**Job:**
Starting at the line that contains "- **Object to find**: the apartment", print every remaining line of the entries, unchanged, and output nothing more.

**Excerpts of labeled region data:**
═══
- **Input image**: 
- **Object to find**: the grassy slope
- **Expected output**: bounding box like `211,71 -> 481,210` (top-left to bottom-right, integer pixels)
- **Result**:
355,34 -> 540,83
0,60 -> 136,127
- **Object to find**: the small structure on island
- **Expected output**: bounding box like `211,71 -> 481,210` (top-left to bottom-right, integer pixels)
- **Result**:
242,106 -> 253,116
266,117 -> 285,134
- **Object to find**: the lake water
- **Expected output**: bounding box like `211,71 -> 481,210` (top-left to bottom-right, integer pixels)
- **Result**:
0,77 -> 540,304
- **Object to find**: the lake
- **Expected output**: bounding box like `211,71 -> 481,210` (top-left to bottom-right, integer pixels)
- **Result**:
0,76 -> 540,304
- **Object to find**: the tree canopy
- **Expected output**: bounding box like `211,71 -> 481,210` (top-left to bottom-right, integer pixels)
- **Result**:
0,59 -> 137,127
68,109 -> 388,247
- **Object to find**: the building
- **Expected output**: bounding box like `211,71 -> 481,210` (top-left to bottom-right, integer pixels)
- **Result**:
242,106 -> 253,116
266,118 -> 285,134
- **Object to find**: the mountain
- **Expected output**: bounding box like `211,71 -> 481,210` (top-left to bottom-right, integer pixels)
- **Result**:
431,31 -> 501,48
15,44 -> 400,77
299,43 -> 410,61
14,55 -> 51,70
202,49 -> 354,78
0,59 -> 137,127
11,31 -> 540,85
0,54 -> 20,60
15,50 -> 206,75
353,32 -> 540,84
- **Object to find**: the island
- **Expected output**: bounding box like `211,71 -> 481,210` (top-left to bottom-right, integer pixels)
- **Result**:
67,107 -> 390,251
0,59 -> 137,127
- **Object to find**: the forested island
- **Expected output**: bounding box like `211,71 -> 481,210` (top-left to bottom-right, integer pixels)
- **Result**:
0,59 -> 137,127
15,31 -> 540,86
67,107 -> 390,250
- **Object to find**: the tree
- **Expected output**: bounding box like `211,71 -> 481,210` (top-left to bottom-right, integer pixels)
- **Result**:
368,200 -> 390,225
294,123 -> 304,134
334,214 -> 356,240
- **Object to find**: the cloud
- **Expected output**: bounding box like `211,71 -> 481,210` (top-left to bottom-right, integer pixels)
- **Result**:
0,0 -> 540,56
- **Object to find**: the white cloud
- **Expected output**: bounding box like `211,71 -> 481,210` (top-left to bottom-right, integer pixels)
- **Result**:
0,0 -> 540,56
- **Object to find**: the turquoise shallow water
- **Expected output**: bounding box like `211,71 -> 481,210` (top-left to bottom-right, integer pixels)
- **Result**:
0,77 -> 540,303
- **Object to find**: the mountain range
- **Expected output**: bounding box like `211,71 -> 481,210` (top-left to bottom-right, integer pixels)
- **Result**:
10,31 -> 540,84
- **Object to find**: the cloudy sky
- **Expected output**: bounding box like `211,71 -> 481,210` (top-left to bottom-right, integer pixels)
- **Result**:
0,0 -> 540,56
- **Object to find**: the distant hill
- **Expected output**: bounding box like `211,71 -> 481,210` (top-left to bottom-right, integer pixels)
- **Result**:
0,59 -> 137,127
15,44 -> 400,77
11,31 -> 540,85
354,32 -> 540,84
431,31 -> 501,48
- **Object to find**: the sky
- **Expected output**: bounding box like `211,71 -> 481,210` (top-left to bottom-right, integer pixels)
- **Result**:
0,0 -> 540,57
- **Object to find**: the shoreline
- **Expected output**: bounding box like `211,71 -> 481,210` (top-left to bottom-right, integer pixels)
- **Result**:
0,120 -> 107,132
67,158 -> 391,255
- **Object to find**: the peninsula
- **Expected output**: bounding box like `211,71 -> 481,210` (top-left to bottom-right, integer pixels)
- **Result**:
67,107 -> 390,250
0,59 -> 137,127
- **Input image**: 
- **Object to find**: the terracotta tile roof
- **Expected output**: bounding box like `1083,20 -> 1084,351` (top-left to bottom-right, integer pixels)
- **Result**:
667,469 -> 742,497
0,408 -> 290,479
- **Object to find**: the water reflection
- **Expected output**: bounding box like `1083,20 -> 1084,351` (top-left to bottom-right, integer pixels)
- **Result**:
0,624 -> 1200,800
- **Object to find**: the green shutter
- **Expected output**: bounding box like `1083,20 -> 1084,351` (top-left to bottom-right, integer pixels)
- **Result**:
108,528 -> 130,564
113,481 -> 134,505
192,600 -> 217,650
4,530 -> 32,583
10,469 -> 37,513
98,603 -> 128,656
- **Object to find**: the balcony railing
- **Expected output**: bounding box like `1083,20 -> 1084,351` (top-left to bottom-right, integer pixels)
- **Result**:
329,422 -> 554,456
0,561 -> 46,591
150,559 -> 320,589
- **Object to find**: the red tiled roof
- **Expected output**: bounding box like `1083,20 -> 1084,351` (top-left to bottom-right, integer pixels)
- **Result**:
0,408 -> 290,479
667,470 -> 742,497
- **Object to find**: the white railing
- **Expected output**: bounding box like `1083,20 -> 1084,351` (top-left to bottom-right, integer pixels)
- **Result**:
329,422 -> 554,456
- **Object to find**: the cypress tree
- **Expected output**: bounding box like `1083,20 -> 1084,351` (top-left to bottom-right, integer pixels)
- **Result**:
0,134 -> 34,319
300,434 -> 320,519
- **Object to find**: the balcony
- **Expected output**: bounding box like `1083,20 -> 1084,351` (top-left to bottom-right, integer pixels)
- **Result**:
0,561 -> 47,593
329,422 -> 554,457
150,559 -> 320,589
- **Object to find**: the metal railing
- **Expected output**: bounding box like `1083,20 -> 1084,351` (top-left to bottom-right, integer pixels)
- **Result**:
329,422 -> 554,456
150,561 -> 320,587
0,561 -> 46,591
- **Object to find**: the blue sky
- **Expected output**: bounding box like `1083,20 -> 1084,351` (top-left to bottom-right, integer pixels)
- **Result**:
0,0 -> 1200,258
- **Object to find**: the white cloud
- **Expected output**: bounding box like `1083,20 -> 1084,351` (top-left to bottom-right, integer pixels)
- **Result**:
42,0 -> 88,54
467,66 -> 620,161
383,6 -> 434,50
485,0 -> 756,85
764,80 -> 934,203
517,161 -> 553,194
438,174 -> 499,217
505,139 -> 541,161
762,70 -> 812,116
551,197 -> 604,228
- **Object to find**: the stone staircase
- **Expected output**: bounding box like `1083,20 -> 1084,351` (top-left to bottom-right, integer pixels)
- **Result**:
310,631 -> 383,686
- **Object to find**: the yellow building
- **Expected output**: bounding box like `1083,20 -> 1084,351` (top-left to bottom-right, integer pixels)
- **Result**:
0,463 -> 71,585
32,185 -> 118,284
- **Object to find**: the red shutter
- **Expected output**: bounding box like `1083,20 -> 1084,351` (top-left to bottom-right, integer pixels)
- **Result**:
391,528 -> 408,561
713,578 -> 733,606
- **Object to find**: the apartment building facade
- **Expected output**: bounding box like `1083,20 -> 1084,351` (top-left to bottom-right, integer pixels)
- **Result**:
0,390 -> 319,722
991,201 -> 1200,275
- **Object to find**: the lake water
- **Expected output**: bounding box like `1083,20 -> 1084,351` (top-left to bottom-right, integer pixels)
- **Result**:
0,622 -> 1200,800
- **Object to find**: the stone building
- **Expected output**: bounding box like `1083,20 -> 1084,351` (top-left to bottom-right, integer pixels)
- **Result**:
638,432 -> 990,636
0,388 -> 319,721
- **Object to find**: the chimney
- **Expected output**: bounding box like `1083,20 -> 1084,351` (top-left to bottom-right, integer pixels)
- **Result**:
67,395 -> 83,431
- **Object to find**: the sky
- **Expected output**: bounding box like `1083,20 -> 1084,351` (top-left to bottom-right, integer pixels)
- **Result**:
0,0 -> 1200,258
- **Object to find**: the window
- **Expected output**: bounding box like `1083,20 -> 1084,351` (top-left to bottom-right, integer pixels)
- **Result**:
═══
**Complete answer:**
- **Object to find**: the apartment building facade
- **Expected output**: bounding box like `1083,20 -> 1084,351` (top-left to bottom-right, integer pixels)
- **Result**:
0,390 -> 319,722
991,201 -> 1200,275
- **Object to find**: the lake water
- **Expected output**: bounding box like `1083,20 -> 1084,351` (top-left to bottom-right, integer pixels)
- **Result**:
0,622 -> 1200,800
- **Object to find**: the stone building
- **Expected output**: bounding box like `1083,20 -> 1084,351` (top-left to bottom-right, integer pixels)
- **Result**:
638,432 -> 990,636
0,388 -> 319,721
- **Object to find**: the chimney
- **Expected output**: bounding box like `1083,20 -> 1084,351` (top-left to bottom-right, integer pixels)
- **Result**:
67,395 -> 83,431
- **Object to find**: the sky
- **Expected output**: bounding box like `1083,20 -> 1084,351` (top-left to bottom-right, integer pixels)
- **Result**:
0,0 -> 1200,258
- **Object to find**: the window
- **Expected output**: bounding box like `1083,20 -> 1084,351` (top-left to bottom-right, integer pixels)
- **Result**:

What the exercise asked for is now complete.